## BEGIN Material provided

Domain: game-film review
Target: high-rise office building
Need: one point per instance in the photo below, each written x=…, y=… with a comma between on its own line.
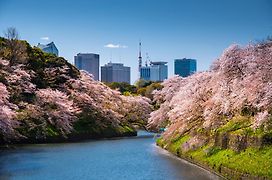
x=49, y=48
x=115, y=72
x=88, y=62
x=185, y=67
x=157, y=71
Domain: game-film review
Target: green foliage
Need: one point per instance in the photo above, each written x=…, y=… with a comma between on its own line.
x=236, y=123
x=175, y=145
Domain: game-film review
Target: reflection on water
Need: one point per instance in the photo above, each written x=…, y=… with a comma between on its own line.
x=125, y=158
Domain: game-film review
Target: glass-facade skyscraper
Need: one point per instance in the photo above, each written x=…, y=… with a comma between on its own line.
x=115, y=72
x=49, y=48
x=157, y=71
x=185, y=67
x=88, y=62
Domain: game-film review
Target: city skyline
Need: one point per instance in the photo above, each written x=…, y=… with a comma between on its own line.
x=168, y=30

## END Material provided

→ **Exercise directions**: Leave the images out and output the remaining material exactly as it stands.

→ **Task response**:
Domain: game-film review
Target: high-rise office building
Need: one point per instance in the photo below, each written x=…, y=… with a comma between on its own line.
x=49, y=48
x=115, y=72
x=88, y=62
x=185, y=67
x=157, y=71
Domain: game-film review
Target: green foliage
Need: one point per instance in the photo above, each written x=…, y=… with a comma between on its own line.
x=236, y=123
x=175, y=145
Domain: game-film review
Target: reflection on water
Need: one point per instance in the photo above, each written x=…, y=… with a comma between on its own line.
x=125, y=158
Domain: game-film review
Target: glass-facade skyscraper
Need: one point per instance in the photo above, each written x=…, y=… with a comma between on its own line.
x=115, y=72
x=49, y=48
x=157, y=71
x=185, y=67
x=88, y=62
Domain: game-film review
Target: city skyline
Need: one point per instance in the photo above, each written x=…, y=… with a comma between on its own line.
x=168, y=30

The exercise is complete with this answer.